◆ **Pointing dataset records**
────────────────────
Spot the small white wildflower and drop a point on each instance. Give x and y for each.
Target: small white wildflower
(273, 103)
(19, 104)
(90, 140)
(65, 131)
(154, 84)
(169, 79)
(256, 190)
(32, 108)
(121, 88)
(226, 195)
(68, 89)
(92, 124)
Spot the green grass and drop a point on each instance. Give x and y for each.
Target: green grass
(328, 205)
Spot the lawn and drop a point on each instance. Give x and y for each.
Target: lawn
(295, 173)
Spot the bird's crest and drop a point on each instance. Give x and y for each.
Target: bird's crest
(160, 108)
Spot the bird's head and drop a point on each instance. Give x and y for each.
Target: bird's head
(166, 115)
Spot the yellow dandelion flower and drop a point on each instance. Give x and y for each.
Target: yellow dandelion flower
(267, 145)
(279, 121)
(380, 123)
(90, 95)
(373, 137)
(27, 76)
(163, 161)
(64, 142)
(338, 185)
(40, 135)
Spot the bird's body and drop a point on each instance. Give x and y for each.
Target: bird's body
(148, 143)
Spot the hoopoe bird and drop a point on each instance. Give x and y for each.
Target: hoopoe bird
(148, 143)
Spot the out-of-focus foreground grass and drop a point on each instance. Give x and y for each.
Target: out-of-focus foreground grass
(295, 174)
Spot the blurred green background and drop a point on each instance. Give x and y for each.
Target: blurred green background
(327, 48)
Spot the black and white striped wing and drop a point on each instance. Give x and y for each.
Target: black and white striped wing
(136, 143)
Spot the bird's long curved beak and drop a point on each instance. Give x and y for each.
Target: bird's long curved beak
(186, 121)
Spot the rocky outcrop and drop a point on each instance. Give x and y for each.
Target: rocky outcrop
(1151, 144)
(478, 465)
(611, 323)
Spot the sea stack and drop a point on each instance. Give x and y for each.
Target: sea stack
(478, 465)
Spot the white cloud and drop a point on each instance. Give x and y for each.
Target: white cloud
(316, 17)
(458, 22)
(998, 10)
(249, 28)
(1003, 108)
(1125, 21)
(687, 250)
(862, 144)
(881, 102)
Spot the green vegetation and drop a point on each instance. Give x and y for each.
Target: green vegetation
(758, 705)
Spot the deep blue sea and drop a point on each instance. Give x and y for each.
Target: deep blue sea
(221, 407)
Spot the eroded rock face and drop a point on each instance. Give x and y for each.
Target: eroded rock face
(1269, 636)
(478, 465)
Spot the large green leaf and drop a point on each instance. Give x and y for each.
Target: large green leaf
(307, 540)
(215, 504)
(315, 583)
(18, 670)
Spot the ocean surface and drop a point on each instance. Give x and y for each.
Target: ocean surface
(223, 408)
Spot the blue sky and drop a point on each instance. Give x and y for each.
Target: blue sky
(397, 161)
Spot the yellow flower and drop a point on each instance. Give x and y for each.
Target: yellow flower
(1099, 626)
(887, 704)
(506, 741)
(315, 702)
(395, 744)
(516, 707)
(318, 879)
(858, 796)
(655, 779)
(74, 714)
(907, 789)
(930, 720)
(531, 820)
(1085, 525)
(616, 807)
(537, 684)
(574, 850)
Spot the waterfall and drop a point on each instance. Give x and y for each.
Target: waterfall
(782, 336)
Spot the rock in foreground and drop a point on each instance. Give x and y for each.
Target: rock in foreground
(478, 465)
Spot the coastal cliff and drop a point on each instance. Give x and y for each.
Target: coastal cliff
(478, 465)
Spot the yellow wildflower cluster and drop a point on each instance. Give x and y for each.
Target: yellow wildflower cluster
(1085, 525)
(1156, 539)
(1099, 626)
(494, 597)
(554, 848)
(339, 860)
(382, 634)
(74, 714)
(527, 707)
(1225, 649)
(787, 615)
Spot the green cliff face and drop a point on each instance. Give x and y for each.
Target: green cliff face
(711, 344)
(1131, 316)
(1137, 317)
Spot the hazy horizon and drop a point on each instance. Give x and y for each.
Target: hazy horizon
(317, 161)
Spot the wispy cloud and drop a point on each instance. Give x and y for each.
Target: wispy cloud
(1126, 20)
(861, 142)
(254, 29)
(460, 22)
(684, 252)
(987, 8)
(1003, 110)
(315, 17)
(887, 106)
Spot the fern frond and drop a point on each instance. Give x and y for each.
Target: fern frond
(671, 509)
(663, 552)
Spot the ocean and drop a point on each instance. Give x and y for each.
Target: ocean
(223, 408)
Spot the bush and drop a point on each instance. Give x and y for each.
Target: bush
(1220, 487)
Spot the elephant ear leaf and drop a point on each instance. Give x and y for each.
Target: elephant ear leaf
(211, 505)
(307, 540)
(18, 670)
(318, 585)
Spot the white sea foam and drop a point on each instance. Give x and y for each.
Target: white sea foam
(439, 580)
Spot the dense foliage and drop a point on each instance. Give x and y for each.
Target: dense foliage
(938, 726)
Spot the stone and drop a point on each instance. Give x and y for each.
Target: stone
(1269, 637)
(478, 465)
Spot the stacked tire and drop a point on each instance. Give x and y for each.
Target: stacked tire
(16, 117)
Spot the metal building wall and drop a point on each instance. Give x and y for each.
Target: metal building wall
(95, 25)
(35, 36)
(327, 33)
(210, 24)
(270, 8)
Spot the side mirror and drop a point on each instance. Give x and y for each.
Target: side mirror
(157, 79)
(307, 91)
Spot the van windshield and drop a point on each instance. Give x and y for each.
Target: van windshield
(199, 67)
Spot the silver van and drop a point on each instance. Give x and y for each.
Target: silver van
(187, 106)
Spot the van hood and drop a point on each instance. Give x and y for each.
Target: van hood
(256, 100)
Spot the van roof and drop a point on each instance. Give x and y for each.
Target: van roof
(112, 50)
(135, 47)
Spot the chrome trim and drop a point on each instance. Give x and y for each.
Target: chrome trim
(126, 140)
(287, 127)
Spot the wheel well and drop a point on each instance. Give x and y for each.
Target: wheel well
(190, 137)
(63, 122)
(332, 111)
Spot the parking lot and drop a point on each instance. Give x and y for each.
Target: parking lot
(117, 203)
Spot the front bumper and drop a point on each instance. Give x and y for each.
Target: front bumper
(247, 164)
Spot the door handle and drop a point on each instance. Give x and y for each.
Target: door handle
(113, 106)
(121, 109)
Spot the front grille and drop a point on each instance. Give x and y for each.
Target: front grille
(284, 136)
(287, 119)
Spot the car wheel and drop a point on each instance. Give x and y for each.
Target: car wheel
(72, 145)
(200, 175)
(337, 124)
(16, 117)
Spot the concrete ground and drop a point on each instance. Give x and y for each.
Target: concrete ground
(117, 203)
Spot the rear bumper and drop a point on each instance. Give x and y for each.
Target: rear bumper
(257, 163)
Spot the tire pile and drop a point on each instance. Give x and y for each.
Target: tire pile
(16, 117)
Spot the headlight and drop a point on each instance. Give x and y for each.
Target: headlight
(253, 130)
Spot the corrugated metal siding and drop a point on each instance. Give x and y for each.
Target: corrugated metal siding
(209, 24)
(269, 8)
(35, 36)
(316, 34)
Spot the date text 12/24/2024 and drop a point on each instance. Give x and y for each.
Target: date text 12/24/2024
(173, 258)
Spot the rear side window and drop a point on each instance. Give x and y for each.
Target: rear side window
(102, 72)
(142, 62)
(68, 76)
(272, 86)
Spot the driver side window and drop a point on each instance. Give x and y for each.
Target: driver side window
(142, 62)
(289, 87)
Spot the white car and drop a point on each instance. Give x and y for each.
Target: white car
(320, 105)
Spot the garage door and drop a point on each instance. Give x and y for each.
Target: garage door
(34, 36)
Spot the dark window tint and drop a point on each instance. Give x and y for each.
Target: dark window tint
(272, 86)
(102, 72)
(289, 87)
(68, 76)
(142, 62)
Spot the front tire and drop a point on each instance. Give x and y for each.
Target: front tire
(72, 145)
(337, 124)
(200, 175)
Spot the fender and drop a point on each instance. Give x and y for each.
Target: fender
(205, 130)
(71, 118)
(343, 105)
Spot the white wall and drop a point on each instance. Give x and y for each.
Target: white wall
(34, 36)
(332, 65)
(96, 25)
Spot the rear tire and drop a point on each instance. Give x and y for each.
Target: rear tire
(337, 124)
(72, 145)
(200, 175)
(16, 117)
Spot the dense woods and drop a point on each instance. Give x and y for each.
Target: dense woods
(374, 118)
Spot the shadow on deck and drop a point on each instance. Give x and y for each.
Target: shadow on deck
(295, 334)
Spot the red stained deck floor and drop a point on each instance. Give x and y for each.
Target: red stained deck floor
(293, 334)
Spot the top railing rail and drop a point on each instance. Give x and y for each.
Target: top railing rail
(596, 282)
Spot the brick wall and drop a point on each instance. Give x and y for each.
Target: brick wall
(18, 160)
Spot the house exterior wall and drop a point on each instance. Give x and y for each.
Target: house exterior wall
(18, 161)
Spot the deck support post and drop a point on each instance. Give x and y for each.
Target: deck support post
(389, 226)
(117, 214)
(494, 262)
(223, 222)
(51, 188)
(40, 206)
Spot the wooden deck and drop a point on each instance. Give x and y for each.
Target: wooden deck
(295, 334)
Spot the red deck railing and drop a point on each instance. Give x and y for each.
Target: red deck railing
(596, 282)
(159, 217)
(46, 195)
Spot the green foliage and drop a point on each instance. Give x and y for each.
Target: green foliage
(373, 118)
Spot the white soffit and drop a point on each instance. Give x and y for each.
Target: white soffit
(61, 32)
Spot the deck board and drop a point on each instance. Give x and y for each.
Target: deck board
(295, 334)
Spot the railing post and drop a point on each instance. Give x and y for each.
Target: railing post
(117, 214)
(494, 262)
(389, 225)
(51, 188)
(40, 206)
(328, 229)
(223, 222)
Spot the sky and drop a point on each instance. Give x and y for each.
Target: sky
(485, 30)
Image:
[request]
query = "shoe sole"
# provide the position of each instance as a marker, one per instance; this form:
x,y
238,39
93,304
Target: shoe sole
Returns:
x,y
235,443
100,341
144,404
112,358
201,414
────────────────────
◆ **WHAT THE EXERCISE ASKS**
Output only the lines running from the line with "Spot the green foliage" through the final line of the data, inclusive.

◆ **RESULT OF THE TASK**
Spot the green foliage and drop a point on each instance. Give x and y for each.
Target: green foliage
(373, 118)
Spot the white soffit and drop a point on each instance. Give x and y for each.
Target: white soffit
(61, 32)
Spot the deck board and drop a point on each instance. Give x and y for each.
Target: deck board
(295, 334)
Spot the railing post and drop a point on each instance. Give x and y for each.
Target: railing post
(117, 214)
(494, 262)
(389, 225)
(51, 188)
(40, 206)
(328, 229)
(223, 222)
Spot the sky and drop a point on each instance. Give x and y for each.
Target: sky
(485, 30)
Image:
[request]
query = "shoe sole"
# provide the position of each instance as a marker, one per instance; this form:
x,y
238,39
93,304
Target: shoe sole
Returns:
x,y
235,443
100,341
144,404
112,358
201,414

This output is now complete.